▶ [GIVEN REQUEST 1] According to the extract on the EU renewable energy financing mechanism, why do Luxembourg and the Netherlands struggle to reach their renewable energy targets? Answer in one to three sentences.
▶ [GIVEN REQUEST 2] Continue the extract on the EU renewable energy financing mechanism from the point at which it stops.

▶ [EXTRACT PROVIDED]
--
In order to achieve the target of reducing emissions by 55% by 2030, the European Commission has proposed that the share of renewable energy in the power mix increases to 40% from 32%. Together with the EU’s 2050 targets for the production of green hydrogen, an electricity-intensive process, this will require new sources of renewable energy. This briefing titled “The EU Renewable Energy Financing Mechanism – Will it Incentivise Investment?” by Clifford Chance looks at the EU Renewable Energy Financing mechanism, which is designed to incentivise and support the development of renewable energy projects, reinforcing cooperation among EU Member States. REGlobal presents an extract from this briefing.
- The EU will introduce a novel renewable energy financing mechanism under which Member States will make voluntary financial contributions to support new RES projects in EU countries interested in hosting such projects.
- The Commission will organize competitive tenders for investment or operating aid if there is sufficient interest on the part of the contributing and host Member States.
- Member States struggling to reach their RES targets but that are able to finance projects in Member States with high RES potential can cover this gap and receive RES statistics increasing their national RES share.
- Member States decide whether they want to participate and under what conditions: contributor countries define volumes and maximum financial contributions, while host countries determine technologies, overall volumes and project sizes.
- The first tender is expected to take place by the end of Q1 2022.
To support renewable energy projects and incentivise the uptake of renewable energy sources (RES) across Europe, the EU has established a novel RES financing mechanism (REFM), under which Member States will make voluntary financial contributions to support new renewable energy projects in EU countries interested in hosting such projects, through competitive tenders for investment or operating aid. Member States participating in the scheme will be able to include part of the statistics from the projects they are financing in their own national renewable energy targets. Host countries will retain the remaining statistics to help meet their targets.
The idea is that a Member State that struggles to reach its RES target, such as Luxembourg or the Netherlands (due to limited space and a high concentration of energy- and emission-intensive industries respectively), but at the same time is able to finance projects in Member States with high RES potential can cover this gap and receive RES statistics increasing its national RES share towards its target.
--
▶ [PROVIDED DATA]
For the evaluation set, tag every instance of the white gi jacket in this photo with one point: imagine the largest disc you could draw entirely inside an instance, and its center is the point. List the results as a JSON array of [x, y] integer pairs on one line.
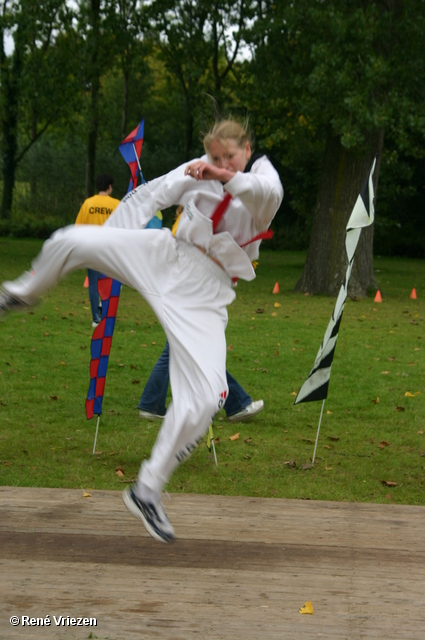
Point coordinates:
[[256, 197]]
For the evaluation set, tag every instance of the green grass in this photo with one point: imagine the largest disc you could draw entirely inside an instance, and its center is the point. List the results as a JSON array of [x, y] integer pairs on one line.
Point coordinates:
[[45, 439]]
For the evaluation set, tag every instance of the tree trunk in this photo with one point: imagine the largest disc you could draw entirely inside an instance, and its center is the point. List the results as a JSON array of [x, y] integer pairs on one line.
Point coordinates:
[[92, 137], [94, 98], [126, 77], [343, 175]]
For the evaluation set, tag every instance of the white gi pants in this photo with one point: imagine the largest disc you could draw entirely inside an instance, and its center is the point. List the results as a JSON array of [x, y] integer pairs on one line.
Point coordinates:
[[189, 294]]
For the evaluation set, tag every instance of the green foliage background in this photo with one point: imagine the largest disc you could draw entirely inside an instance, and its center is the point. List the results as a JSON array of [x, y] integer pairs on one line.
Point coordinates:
[[301, 70]]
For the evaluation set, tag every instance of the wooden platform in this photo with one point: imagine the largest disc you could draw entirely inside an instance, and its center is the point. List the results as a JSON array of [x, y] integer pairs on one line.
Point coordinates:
[[240, 569]]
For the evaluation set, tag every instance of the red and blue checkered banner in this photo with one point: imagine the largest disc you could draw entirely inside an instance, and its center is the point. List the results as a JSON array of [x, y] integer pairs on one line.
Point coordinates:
[[109, 291]]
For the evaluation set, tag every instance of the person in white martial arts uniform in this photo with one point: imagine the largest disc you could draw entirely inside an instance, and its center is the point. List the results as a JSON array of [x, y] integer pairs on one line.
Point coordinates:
[[187, 280]]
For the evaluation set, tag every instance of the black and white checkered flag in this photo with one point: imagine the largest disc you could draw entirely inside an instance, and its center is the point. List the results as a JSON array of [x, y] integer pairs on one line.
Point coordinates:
[[317, 383]]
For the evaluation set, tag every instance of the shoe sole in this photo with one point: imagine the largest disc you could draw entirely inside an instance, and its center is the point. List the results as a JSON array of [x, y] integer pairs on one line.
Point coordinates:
[[136, 512], [241, 419], [150, 416]]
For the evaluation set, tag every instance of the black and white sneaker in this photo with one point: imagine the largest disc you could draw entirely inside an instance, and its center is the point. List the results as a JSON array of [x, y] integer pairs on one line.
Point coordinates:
[[153, 516], [9, 303]]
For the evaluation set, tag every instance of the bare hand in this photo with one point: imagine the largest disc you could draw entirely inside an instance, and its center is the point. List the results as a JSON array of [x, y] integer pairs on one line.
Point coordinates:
[[200, 170]]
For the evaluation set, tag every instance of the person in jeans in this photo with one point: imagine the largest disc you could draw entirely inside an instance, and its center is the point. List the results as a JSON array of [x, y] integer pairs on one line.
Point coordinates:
[[238, 406], [96, 210]]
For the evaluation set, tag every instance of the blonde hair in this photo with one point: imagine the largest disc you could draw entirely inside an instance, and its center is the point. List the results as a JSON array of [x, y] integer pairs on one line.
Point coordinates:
[[228, 130]]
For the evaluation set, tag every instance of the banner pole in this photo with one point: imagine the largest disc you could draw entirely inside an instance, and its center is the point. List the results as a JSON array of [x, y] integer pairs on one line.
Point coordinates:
[[318, 429], [95, 437]]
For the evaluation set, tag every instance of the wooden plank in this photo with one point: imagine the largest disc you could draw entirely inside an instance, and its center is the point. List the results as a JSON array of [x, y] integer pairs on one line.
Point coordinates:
[[241, 568]]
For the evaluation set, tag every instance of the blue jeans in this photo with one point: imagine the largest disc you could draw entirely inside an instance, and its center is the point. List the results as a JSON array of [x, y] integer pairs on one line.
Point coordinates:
[[155, 392], [93, 277]]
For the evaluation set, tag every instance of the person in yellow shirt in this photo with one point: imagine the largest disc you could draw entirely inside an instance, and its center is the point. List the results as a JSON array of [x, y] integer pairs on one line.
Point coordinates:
[[96, 210]]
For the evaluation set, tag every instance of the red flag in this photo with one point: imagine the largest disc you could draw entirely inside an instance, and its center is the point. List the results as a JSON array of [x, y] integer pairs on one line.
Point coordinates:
[[131, 148]]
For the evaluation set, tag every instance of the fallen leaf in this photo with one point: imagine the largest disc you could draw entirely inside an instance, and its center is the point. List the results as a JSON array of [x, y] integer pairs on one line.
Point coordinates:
[[307, 608]]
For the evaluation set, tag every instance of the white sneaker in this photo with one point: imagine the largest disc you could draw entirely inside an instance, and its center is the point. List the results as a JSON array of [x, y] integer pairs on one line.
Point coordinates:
[[149, 415], [251, 410]]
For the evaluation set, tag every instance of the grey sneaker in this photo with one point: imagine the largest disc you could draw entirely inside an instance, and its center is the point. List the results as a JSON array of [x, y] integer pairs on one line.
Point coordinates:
[[251, 410], [150, 415], [153, 516], [9, 303]]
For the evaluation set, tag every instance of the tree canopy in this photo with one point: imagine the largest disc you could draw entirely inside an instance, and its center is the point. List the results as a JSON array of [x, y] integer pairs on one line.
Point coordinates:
[[325, 85]]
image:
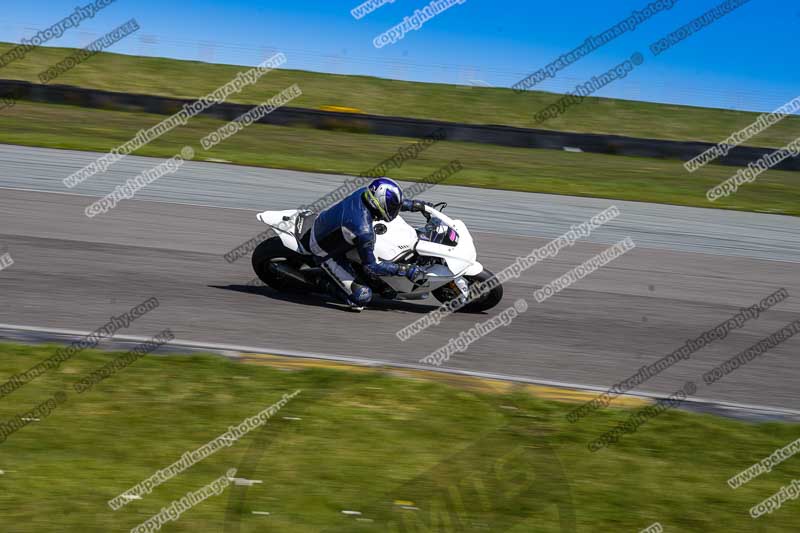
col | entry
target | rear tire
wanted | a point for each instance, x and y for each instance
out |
(270, 251)
(483, 303)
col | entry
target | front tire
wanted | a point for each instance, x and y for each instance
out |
(272, 251)
(478, 305)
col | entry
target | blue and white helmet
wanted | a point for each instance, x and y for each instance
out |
(384, 197)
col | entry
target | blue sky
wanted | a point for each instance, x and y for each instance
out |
(746, 60)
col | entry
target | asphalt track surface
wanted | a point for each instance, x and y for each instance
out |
(691, 270)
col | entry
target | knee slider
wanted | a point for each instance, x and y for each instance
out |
(361, 295)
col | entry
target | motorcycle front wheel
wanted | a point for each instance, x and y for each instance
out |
(273, 251)
(478, 305)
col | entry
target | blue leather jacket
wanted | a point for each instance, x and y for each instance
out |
(347, 225)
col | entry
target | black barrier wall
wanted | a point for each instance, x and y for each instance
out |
(398, 126)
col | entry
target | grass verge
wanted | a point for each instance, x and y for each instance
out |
(473, 105)
(487, 166)
(409, 451)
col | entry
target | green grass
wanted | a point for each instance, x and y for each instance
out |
(518, 169)
(363, 441)
(478, 105)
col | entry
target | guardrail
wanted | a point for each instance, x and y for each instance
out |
(397, 126)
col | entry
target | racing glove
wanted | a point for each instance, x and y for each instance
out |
(419, 205)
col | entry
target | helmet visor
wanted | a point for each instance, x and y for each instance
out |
(393, 204)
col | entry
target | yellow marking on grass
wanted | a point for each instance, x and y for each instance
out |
(341, 109)
(484, 385)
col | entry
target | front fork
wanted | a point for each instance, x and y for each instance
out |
(462, 286)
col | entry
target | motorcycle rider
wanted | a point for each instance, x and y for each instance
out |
(347, 225)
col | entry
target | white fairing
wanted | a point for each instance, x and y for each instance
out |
(399, 239)
(284, 228)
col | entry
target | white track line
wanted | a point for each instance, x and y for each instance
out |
(226, 350)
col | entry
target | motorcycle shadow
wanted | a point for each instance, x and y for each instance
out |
(327, 301)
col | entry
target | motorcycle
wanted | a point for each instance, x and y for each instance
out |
(443, 249)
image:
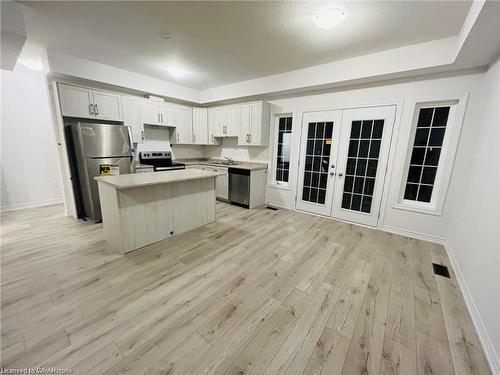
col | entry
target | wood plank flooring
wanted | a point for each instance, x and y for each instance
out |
(256, 292)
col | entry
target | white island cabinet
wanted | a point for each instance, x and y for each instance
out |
(142, 208)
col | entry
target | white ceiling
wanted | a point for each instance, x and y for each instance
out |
(225, 42)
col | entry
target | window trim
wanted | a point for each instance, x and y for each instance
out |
(273, 183)
(447, 156)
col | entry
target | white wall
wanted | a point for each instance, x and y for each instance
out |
(422, 225)
(29, 165)
(473, 239)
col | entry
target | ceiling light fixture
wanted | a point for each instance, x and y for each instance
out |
(329, 18)
(32, 64)
(176, 71)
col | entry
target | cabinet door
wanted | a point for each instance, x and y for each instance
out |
(107, 106)
(200, 126)
(244, 135)
(169, 115)
(222, 184)
(150, 113)
(233, 121)
(132, 118)
(76, 101)
(184, 126)
(212, 127)
(220, 122)
(259, 124)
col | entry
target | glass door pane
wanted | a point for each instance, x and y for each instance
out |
(362, 161)
(319, 140)
(365, 141)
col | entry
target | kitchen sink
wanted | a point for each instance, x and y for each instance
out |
(223, 162)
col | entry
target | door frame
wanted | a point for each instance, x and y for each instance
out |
(367, 219)
(336, 118)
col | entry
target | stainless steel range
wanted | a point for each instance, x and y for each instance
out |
(160, 160)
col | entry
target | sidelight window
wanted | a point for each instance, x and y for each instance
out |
(424, 160)
(282, 150)
(433, 144)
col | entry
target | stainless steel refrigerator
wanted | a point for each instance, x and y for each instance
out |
(96, 147)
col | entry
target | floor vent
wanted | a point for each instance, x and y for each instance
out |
(441, 270)
(271, 208)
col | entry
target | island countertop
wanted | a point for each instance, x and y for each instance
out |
(134, 180)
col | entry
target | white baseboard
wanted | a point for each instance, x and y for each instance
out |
(412, 234)
(489, 349)
(20, 206)
(278, 205)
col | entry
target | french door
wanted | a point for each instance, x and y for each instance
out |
(319, 144)
(366, 136)
(342, 170)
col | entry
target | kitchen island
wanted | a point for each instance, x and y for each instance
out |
(142, 208)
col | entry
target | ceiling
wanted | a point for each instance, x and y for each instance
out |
(218, 43)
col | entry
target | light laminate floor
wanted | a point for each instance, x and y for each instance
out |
(257, 292)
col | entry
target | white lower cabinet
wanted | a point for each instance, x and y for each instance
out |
(132, 118)
(221, 182)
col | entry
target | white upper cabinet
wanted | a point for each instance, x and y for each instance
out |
(200, 126)
(233, 121)
(212, 128)
(86, 103)
(107, 106)
(168, 115)
(225, 121)
(248, 121)
(254, 128)
(150, 112)
(183, 133)
(76, 101)
(132, 117)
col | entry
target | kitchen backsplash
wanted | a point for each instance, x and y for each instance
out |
(229, 147)
(157, 139)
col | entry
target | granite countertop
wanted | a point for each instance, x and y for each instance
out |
(135, 180)
(139, 165)
(216, 163)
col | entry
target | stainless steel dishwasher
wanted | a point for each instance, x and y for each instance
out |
(239, 187)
--
▶ [REPLY 1] Luxembourg struggles because of limited space. The Netherlands struggles because of a high concentration of energy- and emission-intensive industries.

▶ [REPLY 2]
Res Financing Mechanism – Key Elements
Regulation 2018/1999 on the Governance of the Energy Union and Climate Action (Governance Regulation) provides that where the Commission finds that Member States fall below or struggle to meet their RES targets it will ensure that additional measures are implemented in order to cover the gap. Article 33 of the Governance Regulation sets out the framework for one of those measures: the REFM. The recently adopted Regulation 2020/1294 on the Union renewable energy financing mechanism (REFM Regulation) sets out the detailed rules for how the REFM will operate. This supports the European Green Deal objectives, the 55% target for cutting CO2 emissions by 2030 and the new proposed renewable energy target of 40% by 2030.
Currently, the REFM is in the implementation phase, and the Commission has a leading role. At the end of last year the Commission conducted an informal, non-public expression of interest (EOI), whereby Member States expressed their interest in participating in the mechanism to host projects (hosting Member States) or providing finance (contributing Member States) or both. Depending on Member States’ willingness to finance and host RES projects, the Commission will organise competitive tenders with specified ceiling prices.
In January 2021, the Commission carried out a survey of private entities comprising a seven-point questionnaire to gather feedback on potential participants to the mechanism, in preparation for the first call for proposals.
Calls for Expression of Interest
Under Article 7 of the REFM Regulation, the Commission will call on Member States annually to express their interest in participating as contributing Member States and/or hosting Member States in grant award procedures. The Commission will share an indicative timeframe covering the procedural steps from the expression of interest to the calls for proposal, as well as an indication of when the Commission intends to organise the next call for EOI.
At that stage, Member States interested in hosting the RES projects must provide the Commission with certain minimum information such as the preferred technologies, the minimum share of statistical benefits they are seeking and the maximum capacity of renewable energy available for projects on their territory.
In parallel, Member States interested in contributing financially to the development of RES projects must provide the Commission with some preliminary information including the maximum intended financial contribution, the maximum budget per kWh/kW that they are willing to disburse for their statistical benefit and the preferred technologies.
The Climate, Infrastructure and Environment Executive Agency (CINEA) will be in charge of carrying out the call for proposals and the tender process on behalf of the Commission. CINEA will have to take into consideration several factors such as the form of grants (i.e., investment or operating aid, the ceiling price and the eligible technologies).
With respect to the eligible technologies, based on publicly available information, it appears that priority may be given to solar and wind power. However, the definition of energy from renewable sources derives from the Renewable Energy Directive 2018/2001 (RED II) and includes all renewable non-fossil sources, namely wind, solar (solar thermal and solar photovoltaic) and geothermal energy, ambient energy, tide, wave and other ocean energy, hydropower, biomass, landfill gas, sewage treatment plant gas, and biogas.
One of the most complex and controversial parts of the process will be the calculation of the ceiling price by the Commission. The Commission has stated that it will take into account the information provided by Member States, relevant comparators such as results of past calls, cost studies, as well as results from modelling exercises where appropriate.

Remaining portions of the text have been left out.